**What the exercise asks:** This exercise requires every record to be repeated exactly.

Supplied records Start Marker

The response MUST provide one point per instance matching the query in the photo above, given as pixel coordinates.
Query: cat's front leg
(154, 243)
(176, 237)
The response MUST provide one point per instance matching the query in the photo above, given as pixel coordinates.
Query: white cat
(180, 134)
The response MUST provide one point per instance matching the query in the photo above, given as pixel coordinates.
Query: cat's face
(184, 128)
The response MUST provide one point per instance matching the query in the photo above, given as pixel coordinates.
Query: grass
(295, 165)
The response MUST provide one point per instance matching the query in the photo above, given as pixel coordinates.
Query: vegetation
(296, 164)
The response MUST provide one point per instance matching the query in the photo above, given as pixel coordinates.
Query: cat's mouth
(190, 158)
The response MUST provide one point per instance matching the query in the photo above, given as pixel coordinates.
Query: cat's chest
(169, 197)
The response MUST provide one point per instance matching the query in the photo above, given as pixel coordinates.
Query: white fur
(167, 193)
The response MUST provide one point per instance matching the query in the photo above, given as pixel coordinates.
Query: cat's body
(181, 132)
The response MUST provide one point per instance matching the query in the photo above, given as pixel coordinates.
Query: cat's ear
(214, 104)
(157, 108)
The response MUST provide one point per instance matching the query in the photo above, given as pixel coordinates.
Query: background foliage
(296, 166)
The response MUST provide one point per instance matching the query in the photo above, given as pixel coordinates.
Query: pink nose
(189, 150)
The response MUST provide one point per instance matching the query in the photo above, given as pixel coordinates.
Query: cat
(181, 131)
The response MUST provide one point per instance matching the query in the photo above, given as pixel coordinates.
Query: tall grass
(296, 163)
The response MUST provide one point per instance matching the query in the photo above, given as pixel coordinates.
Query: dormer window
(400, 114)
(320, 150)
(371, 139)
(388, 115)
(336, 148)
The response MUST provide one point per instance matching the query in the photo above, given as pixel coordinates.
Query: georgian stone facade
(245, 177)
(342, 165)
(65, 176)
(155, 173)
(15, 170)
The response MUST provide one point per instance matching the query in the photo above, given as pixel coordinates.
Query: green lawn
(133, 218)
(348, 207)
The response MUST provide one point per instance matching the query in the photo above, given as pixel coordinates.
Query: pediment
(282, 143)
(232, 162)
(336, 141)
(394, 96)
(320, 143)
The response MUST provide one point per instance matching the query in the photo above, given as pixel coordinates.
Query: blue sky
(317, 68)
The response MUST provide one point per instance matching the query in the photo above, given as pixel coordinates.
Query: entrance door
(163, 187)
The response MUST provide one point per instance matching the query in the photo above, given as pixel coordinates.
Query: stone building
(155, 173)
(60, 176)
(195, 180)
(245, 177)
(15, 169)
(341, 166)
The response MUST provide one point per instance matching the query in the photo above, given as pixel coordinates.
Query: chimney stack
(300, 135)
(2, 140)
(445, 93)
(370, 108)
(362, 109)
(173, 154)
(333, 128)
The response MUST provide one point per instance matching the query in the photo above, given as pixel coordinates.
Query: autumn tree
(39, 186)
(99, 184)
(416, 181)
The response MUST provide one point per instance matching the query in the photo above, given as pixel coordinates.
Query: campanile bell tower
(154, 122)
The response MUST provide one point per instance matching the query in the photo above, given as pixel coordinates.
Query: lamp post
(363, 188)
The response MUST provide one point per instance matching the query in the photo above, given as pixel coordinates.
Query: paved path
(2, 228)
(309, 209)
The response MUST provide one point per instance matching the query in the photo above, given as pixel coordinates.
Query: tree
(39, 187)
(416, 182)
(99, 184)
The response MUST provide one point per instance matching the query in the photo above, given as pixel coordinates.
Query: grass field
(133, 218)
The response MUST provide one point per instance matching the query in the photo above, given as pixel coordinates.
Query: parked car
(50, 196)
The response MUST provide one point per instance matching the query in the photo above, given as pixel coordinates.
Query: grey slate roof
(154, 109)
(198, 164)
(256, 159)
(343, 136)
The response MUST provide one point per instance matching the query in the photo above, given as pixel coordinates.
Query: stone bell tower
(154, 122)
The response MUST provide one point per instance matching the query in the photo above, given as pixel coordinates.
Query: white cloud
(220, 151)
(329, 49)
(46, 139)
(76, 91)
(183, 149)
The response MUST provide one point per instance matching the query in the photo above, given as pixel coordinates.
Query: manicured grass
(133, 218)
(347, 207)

Supplied records End Marker

**Solved problem:**
The response MUST provide one point per instance matching the query in the photo above, given as pixel coordinates.
Query: cat's front leg
(154, 243)
(176, 237)
The response MUST provide one point per instance matching the query in the photo above, given as pixel coordinates.
Query: white cat
(180, 134)
The response MUST provide one point per instance matching the query in the photo above, given as pixel coordinates.
Query: cat's face
(184, 128)
The response MUST provide one point per instance matching the query in the photo above, given as pixel coordinates.
Query: grass
(295, 165)
The response MUST provide one point per instance matching the query in the photo above, given as pixel coordinates.
Query: vegetation
(296, 164)
The response MUST provide one point per instance matching the query in the photo above, given as pixel coordinates.
Query: cat's mouth
(190, 158)
The response MUST provide one point per instance matching the query in the photo above, given as pixel coordinates.
Query: cat's chest
(169, 197)
The response MUST provide one point per instance matching the query in the photo above, given as pixel coordinates.
Query: white fur
(167, 193)
The response MUST provide one point per instance matching the query in the photo above, given as pixel coordinates.
Query: cat's body
(181, 132)
The response MUST provide one point per instance matching the query in the photo above, given as pixel coordinates.
Query: cat's ear
(214, 104)
(157, 108)
The response MUST provide one point per instance matching the query in the photo above, given as pixel coordinates.
Query: background foliage
(296, 166)
The response MUST provide one point per instance matching the query in the photo above, given as pixel coordinates.
Query: pink nose
(189, 150)
The response MUST provide one point per instance matching the query in the photo above, given as pixel coordinates.
Query: cat
(181, 131)
The response MUST provide one point per instance matching the query in the photo above, given as pixel coordinates.
Query: tall grass
(296, 163)
The response MUST provide one point per instance matching the query in the photo above, given as pixel coordinates.
Query: dormer window
(400, 114)
(320, 150)
(371, 139)
(388, 115)
(336, 148)
The response MUST provide one point per instance matching the query in the photo above, given as pixel coordinates.
Query: georgian stone facade
(245, 177)
(342, 165)
(65, 176)
(155, 173)
(15, 170)
The response MUST provide one point per instance matching the query in the photo above, given as pixel coordinates.
Query: green lawn
(133, 218)
(348, 207)
The response MUST provide one point per instance matching the query in the photo above, given as pixel coordinates.
Query: pediment
(282, 143)
(232, 162)
(336, 141)
(394, 96)
(320, 143)
The response MUST provide one point per instance matching the query in the photo above, given as pixel coordinates.
Query: blue sky
(317, 68)
The response MUST provide one point per instance matching the query in the photo above, given as pixel coordinates.
Query: entrance door
(163, 187)
The response MUST provide one point per instance matching the query in the photo above, given as pixel coordinates.
Query: stone building
(155, 173)
(60, 176)
(195, 180)
(245, 177)
(15, 169)
(341, 166)
The response MUST provide one point per instance matching the query in the photo above, given as pixel coordinates.
Query: chimney stack
(300, 135)
(2, 140)
(445, 93)
(370, 108)
(362, 109)
(173, 154)
(333, 128)
The response MUST provide one point per instance matching the query in the photo above, given as pixel coordinates.
Query: autumn tree
(39, 186)
(99, 184)
(416, 181)
The response MUST provide one point per instance matching the query in the photo above, given as pixel coordinates.
Query: campanile bell tower
(154, 122)
The response MUST provide one point per instance matching the query in the photo above, given as pixel coordinates.
Query: lamp post
(363, 188)
The response MUST provide one point per instance matching the query in the photo above, given as pixel coordinates.
Query: paved path
(2, 228)
(309, 209)
The response MUST provide one point per instance matching the query in the photo above, given as pixel coordinates.
Query: tree
(39, 187)
(416, 182)
(99, 184)
The response MUST provide one point per instance matching the query in the photo above, given as pixel coordinates.
Query: grass field
(133, 218)
The response MUST provide one point per instance matching the query in the photo above, given as pixel coordinates.
Query: parked car
(50, 196)
The response MUST provide one point per instance matching the query in the photo above, given as pixel coordinates.
Query: grey slate roof
(154, 109)
(198, 164)
(256, 159)
(343, 136)
The response MUST provide one point per instance matching the query in the photo above, given as pixel coordinates.
Query: stone bell tower
(154, 122)
The response MUST provide one point per instance matching the query in the photo above, given as pixel coordinates.
Query: white cloud
(220, 151)
(329, 49)
(46, 139)
(76, 91)
(183, 149)
The response MUST provide one point per instance matching the query in the photo above, given as pixel coordinates.
Query: manicured grass
(133, 218)
(347, 207)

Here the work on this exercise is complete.